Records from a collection

----

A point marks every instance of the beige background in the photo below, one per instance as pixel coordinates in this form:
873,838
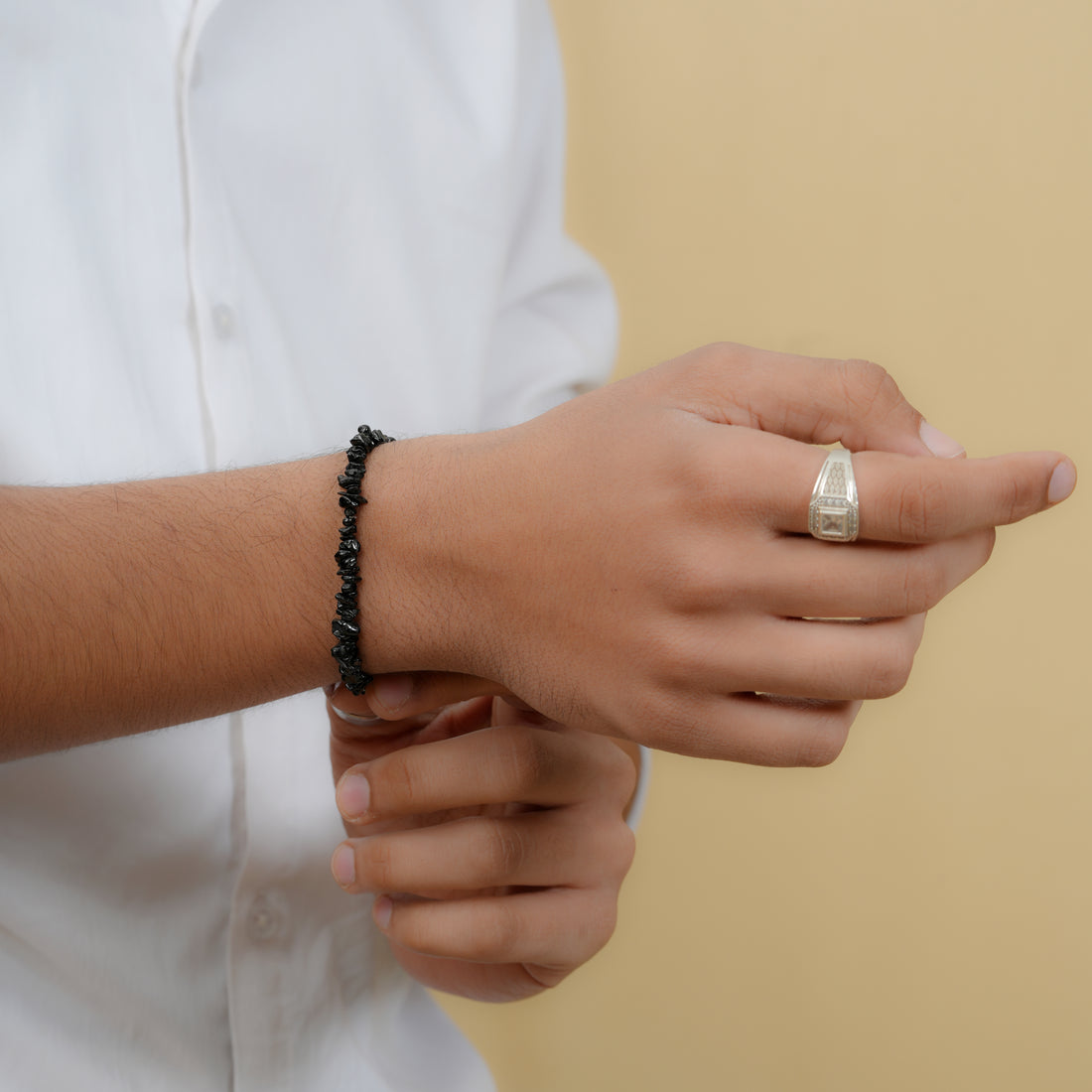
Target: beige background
906,182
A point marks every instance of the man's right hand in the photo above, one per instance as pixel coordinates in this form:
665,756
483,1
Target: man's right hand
635,561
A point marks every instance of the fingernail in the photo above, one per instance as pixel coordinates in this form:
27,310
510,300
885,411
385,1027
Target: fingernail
1062,481
353,795
940,444
342,865
381,910
392,691
352,719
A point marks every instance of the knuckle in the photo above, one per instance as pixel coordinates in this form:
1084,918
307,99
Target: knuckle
395,785
602,921
527,761
617,770
866,385
621,850
925,583
498,936
919,508
374,863
505,852
888,672
825,744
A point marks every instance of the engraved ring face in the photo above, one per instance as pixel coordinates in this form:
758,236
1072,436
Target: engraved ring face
834,514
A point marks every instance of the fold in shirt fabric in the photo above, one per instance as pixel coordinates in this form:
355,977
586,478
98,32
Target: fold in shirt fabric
230,232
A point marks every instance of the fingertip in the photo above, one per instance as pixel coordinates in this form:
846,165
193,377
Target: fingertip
1062,481
390,694
353,796
940,444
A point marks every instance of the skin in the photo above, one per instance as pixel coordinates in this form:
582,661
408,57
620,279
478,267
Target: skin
631,564
494,841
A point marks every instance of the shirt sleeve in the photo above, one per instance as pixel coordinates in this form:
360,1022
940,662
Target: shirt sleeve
556,329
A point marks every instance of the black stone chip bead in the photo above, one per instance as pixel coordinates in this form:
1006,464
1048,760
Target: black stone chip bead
345,630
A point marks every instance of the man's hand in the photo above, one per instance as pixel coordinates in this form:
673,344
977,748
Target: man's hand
634,563
495,842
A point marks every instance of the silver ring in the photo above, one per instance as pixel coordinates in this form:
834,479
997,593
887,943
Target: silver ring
834,514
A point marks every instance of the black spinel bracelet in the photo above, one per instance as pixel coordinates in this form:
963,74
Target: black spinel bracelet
345,625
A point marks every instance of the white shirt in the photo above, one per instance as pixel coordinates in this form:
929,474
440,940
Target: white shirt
230,232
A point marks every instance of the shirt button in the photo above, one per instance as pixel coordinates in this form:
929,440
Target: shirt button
268,918
222,321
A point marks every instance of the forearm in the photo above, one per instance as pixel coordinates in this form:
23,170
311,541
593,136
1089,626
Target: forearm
133,607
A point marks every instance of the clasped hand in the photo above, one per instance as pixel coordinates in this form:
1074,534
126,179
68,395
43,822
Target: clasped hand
494,842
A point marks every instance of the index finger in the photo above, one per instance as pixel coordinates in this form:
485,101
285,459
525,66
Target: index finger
918,500
500,764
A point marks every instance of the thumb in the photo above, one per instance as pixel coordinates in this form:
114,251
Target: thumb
407,694
854,403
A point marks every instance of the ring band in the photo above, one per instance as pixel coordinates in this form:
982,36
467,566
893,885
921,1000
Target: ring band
834,514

----

TASK DETAILS:
Reproduce only the lines running from the one that contains "A point marks every instance of the clasped" to the last line of the records.

ANSWER:
A point marks every instance of the clasped hand in the photo above, one per instance as pixel coordinates in this form:
1074,534
126,179
68,395
43,822
Target: clasped hand
494,842
A point marks every instance of the index finger in the photo above, one per instance as pixel coordinates in this form:
485,101
285,459
525,66
Target: index finger
918,500
500,764
A point marks every instance of the thumb in the photo above, one per instance as pixel coordinates in this form:
114,251
Target: thumb
407,694
854,403
A point marks every instance of the ring band in the photo above, one per instance as pixel coordinates in this form:
982,36
467,566
893,885
921,1000
Target: ring band
834,514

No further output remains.